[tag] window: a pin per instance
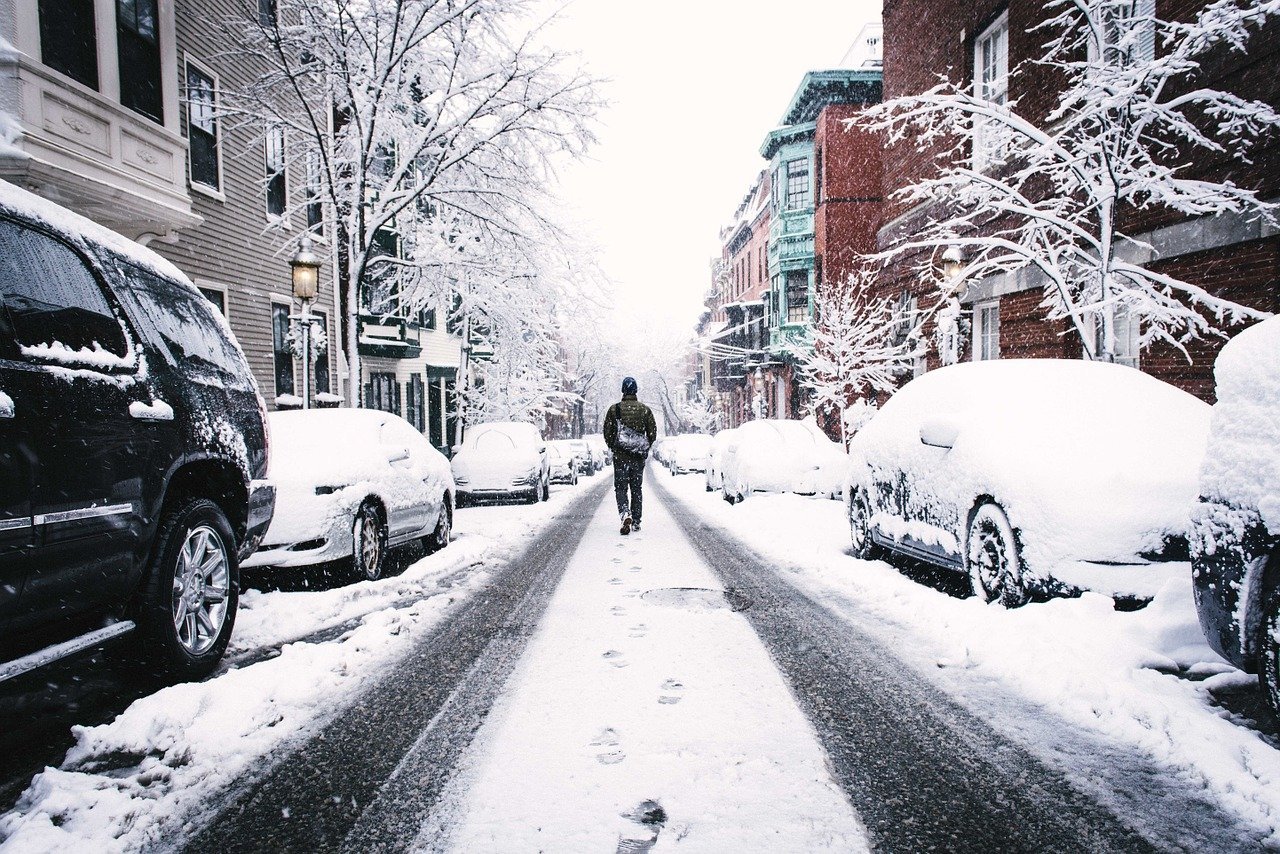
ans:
(798, 183)
(68, 39)
(315, 185)
(218, 297)
(1124, 328)
(798, 296)
(277, 188)
(280, 350)
(321, 368)
(1128, 33)
(991, 83)
(51, 297)
(382, 392)
(137, 31)
(986, 330)
(415, 396)
(202, 128)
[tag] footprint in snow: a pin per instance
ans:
(609, 752)
(672, 693)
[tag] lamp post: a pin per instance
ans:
(306, 287)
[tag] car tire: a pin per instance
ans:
(368, 543)
(187, 604)
(1269, 651)
(993, 560)
(860, 529)
(439, 538)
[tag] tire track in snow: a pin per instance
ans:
(922, 772)
(429, 707)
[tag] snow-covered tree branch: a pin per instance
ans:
(1054, 193)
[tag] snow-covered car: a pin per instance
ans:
(132, 450)
(585, 459)
(773, 455)
(350, 485)
(562, 461)
(720, 444)
(502, 461)
(599, 450)
(689, 452)
(1235, 539)
(1033, 476)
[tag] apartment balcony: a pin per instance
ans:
(88, 153)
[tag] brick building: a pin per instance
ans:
(1224, 254)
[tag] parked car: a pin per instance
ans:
(599, 450)
(132, 450)
(1032, 476)
(1235, 540)
(499, 461)
(585, 459)
(352, 484)
(773, 455)
(689, 452)
(714, 455)
(563, 462)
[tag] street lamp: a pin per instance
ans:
(952, 265)
(306, 287)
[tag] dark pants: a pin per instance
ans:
(629, 474)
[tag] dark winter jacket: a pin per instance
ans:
(629, 428)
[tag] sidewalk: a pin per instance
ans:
(638, 698)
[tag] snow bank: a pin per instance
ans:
(1242, 467)
(1079, 663)
(135, 782)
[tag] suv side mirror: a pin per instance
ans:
(940, 432)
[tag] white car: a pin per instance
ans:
(502, 460)
(688, 452)
(562, 461)
(351, 484)
(773, 455)
(1033, 476)
(720, 444)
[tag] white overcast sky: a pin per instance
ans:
(694, 86)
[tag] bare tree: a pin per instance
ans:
(1128, 124)
(428, 129)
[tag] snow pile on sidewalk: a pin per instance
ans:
(127, 785)
(1078, 661)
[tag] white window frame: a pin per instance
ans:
(982, 332)
(205, 190)
(283, 218)
(990, 83)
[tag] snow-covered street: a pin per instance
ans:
(544, 684)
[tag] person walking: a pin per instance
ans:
(630, 432)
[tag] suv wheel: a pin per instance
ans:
(992, 560)
(860, 526)
(188, 602)
(1269, 671)
(439, 538)
(369, 543)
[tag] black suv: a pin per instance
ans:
(132, 450)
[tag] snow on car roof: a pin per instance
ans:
(83, 231)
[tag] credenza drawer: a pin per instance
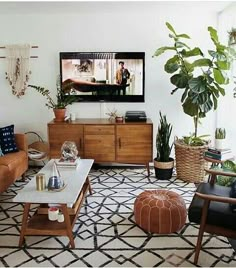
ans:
(99, 130)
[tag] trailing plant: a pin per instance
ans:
(232, 37)
(163, 140)
(220, 133)
(199, 77)
(62, 100)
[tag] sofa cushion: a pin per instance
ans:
(7, 140)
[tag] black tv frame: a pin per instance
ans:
(107, 98)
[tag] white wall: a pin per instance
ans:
(227, 107)
(111, 26)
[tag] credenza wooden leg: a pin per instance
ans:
(148, 169)
(89, 185)
(24, 223)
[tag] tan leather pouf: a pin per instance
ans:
(160, 211)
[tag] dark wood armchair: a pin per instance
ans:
(211, 209)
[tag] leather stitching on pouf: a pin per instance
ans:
(160, 211)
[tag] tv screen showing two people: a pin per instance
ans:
(103, 74)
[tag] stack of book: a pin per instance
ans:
(66, 163)
(219, 154)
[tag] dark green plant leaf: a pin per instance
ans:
(183, 36)
(172, 65)
(170, 27)
(179, 44)
(192, 52)
(202, 62)
(161, 50)
(220, 89)
(190, 108)
(198, 84)
(219, 77)
(188, 67)
(212, 53)
(179, 80)
(224, 65)
(206, 106)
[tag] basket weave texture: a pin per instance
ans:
(190, 163)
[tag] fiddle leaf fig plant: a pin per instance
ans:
(200, 77)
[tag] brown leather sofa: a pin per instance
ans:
(14, 165)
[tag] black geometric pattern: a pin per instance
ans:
(105, 232)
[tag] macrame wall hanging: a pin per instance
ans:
(18, 68)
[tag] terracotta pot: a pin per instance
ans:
(59, 115)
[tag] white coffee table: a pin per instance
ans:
(69, 199)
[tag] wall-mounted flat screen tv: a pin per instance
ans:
(103, 76)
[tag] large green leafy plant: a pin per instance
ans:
(200, 77)
(163, 140)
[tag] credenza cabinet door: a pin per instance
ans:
(59, 133)
(134, 143)
(99, 143)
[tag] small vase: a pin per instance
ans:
(59, 115)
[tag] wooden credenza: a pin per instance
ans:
(104, 140)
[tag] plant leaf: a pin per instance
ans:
(192, 52)
(179, 80)
(202, 62)
(198, 84)
(190, 108)
(161, 50)
(219, 77)
(213, 34)
(179, 44)
(183, 36)
(172, 65)
(170, 27)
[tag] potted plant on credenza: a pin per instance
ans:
(163, 163)
(59, 105)
(200, 78)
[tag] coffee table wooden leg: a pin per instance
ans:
(89, 185)
(148, 169)
(24, 223)
(68, 225)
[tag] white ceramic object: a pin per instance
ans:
(53, 213)
(220, 144)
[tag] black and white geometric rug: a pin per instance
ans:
(105, 232)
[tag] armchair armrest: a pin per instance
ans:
(21, 142)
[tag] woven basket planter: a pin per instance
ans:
(190, 163)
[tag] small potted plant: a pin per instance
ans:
(163, 163)
(59, 105)
(220, 135)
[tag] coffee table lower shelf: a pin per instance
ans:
(39, 224)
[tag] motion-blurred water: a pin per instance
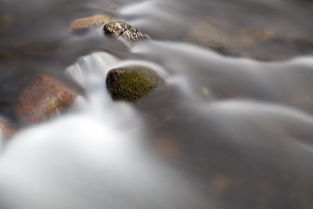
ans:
(226, 132)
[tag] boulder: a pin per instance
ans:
(132, 83)
(44, 97)
(5, 128)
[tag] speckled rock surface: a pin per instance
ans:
(124, 30)
(132, 83)
(85, 23)
(44, 97)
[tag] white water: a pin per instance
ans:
(93, 157)
(246, 122)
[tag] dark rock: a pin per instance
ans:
(44, 97)
(124, 30)
(132, 83)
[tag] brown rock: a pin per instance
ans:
(89, 22)
(45, 97)
(5, 128)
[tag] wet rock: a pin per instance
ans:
(123, 30)
(44, 97)
(85, 23)
(132, 83)
(5, 128)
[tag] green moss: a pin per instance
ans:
(132, 83)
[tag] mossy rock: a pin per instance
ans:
(132, 83)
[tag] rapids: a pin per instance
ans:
(227, 132)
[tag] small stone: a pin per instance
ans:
(89, 22)
(44, 98)
(132, 83)
(124, 30)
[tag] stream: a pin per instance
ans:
(232, 128)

* [EXERCISE GOAL]: Repeat the records exactly but leave out the images.

* [RESULT FOR THIS EXERCISE]:
[tag] window: a pin per instance
ans:
(798, 183)
(68, 39)
(315, 185)
(218, 297)
(1124, 328)
(798, 296)
(277, 188)
(280, 350)
(321, 368)
(1128, 33)
(991, 83)
(51, 297)
(382, 392)
(137, 31)
(986, 330)
(415, 396)
(202, 128)
[tag] footprint in snow: a pin per instance
ans:
(609, 752)
(672, 693)
[tag] lamp post: a pin per instance
ans:
(306, 287)
[tag] car tire: a pin per instance
ans:
(368, 543)
(187, 604)
(1269, 651)
(993, 560)
(860, 529)
(439, 538)
[tag] tire track in snow: a pin per instance
ans:
(922, 772)
(429, 707)
[tag] snow-covered tree branch: a pin per instance
ans:
(1054, 193)
[tag] snow-covered car: a pin per instance
ans:
(132, 450)
(585, 459)
(773, 455)
(350, 485)
(562, 461)
(720, 444)
(502, 461)
(599, 450)
(689, 452)
(1235, 539)
(1033, 476)
[tag] apartment balcony: a pin per instance
ans:
(88, 153)
[tag] brick building: a pin per instance
ans:
(1224, 254)
[tag] parked car: a pin per instance
ans:
(599, 450)
(132, 450)
(1032, 476)
(1235, 540)
(499, 461)
(585, 459)
(352, 484)
(773, 455)
(689, 452)
(714, 455)
(563, 462)
[tag] street lamp: a pin per instance
ans:
(952, 265)
(306, 287)
[tag] dark pants: a pin per instance
ans:
(629, 474)
[tag] dark winter jacket: a pin per instance
ans:
(629, 428)
[tag] sidewalk: a pin per instance
ans:
(638, 698)
[tag] snow bank: a pin per instance
ans:
(1242, 467)
(1079, 663)
(135, 782)
[tag] suv side mirror: a pin per instance
ans:
(940, 432)
[tag] white car: a pin per instance
ans:
(502, 460)
(688, 452)
(562, 461)
(351, 484)
(773, 455)
(1033, 476)
(720, 444)
[tag] white overcast sky: a pin per instance
ans:
(694, 86)
[tag] bare tree: a pin per instance
ans:
(1128, 124)
(428, 129)
[tag] snow pile on sidewalk: a pin per instance
ans:
(127, 785)
(1078, 661)
[tag] white window frame: a pin per instance
ans:
(982, 332)
(205, 190)
(283, 218)
(990, 83)
[tag] snow-covered street: a pin per instance
ans:
(544, 684)
[tag] person walking: a pin per instance
ans:
(630, 432)
[tag] suv wheel: a pin per instance
ans:
(992, 560)
(860, 526)
(188, 602)
(1269, 671)
(439, 538)
(369, 543)
[tag] black suv: a pin per instance
ans:
(132, 450)
[tag] snow on car roof: a pin per instance
ans:
(83, 231)
[tag] credenza drawer: a pin per instance
ans:
(99, 130)
[tag] trailing plant: a pin per instance
ans:
(232, 37)
(163, 140)
(220, 133)
(199, 77)
(62, 100)
[tag] sofa cushion: a pin per instance
ans:
(7, 140)
[tag] black tv frame: a pin per instance
ans:
(107, 98)
[tag] white wall: a pin per instance
ans:
(227, 107)
(111, 26)
[tag] credenza wooden leg: a pin per instance
ans:
(148, 169)
(89, 185)
(24, 223)
[tag] tan leather pouf: a pin per instance
ans:
(160, 211)
[tag] dark wood armchair: a pin per instance
ans:
(211, 209)
[tag] leather stitching on pouf: a pin per instance
ans:
(160, 211)
[tag] tv screen showing two people: a pin per instance
ans:
(103, 74)
[tag] stack of book: a pin per instance
ans:
(66, 163)
(219, 154)
[tag] dark green plant leaf: a pin per instance
ans:
(183, 36)
(172, 65)
(170, 27)
(179, 44)
(192, 52)
(202, 62)
(161, 50)
(220, 89)
(190, 108)
(198, 84)
(219, 77)
(188, 67)
(212, 53)
(179, 80)
(224, 65)
(206, 106)
[tag] basket weave texture: a pin per instance
ans:
(190, 163)
[tag] fiddle leaf fig plant: a pin per instance
ans:
(200, 77)
[tag] brown leather sofa: a pin per instance
ans:
(14, 165)
[tag] black geometric pattern: a pin per instance
ans:
(105, 232)
[tag] macrame wall hanging: a pin per instance
ans:
(18, 68)
[tag] terracotta pot: a pin per instance
ans:
(59, 115)
[tag] white coffee table: a pin per instance
ans:
(69, 199)
[tag] wall-mounted flat screen tv: a pin per instance
ans:
(103, 76)
[tag] large green leafy plant: a pin per instance
ans:
(200, 77)
(163, 140)
[tag] credenza cabinet door: a pin per instance
ans:
(59, 133)
(134, 143)
(99, 143)
[tag] small vase: a pin per instance
ans:
(59, 115)
[tag] wooden credenza: a pin per instance
ans:
(104, 140)
[tag] plant leaf: a pin per instance
ans:
(192, 52)
(179, 80)
(202, 62)
(198, 84)
(190, 108)
(161, 50)
(219, 77)
(213, 34)
(179, 44)
(183, 36)
(172, 65)
(170, 27)
[tag] potted plant on credenza: a pin per instance
ans:
(163, 163)
(59, 105)
(200, 78)
[tag] coffee table wooden leg: a pin per instance
ans:
(89, 185)
(148, 169)
(24, 223)
(68, 225)
[tag] white ceramic object: a pin per instance
ans:
(53, 213)
(220, 144)
[tag] black and white geometric rug: a pin per instance
ans:
(105, 232)
[tag] armchair armrest: a pin per instance
ans:
(21, 142)
[tag] woven basket planter: a pin per instance
ans:
(190, 163)
[tag] small potted plant: a pin per instance
ans:
(163, 163)
(59, 105)
(220, 135)
[tag] coffee table lower shelf: a pin per instance
ans:
(39, 224)
[tag] motion-blurred water: a pin per instance
ans:
(226, 132)
[tag] boulder: a pin per instance
ans:
(132, 83)
(44, 97)
(5, 128)
[tag] speckled rock surface: a pin per instance
ans:
(124, 30)
(132, 83)
(85, 23)
(44, 97)
[tag] white water: a pin per instance
ans:
(93, 157)
(246, 122)
[tag] dark rock: a pin per instance
ans:
(44, 97)
(124, 30)
(132, 83)
[tag] brown rock: a pin per instance
ans:
(89, 22)
(45, 97)
(5, 128)
[tag] wet rock: a pin per instance
ans:
(123, 30)
(44, 97)
(85, 23)
(132, 83)
(5, 128)
[tag] green moss: a pin per instance
ans:
(132, 83)
[tag] mossy rock: a pin per instance
ans:
(132, 83)
[tag] rapids: a pin per instance
ans:
(227, 132)
[tag] small stone: a pin per instance
ans:
(89, 22)
(44, 98)
(132, 83)
(124, 30)
[tag] stream: a pin per instance
ans:
(232, 128)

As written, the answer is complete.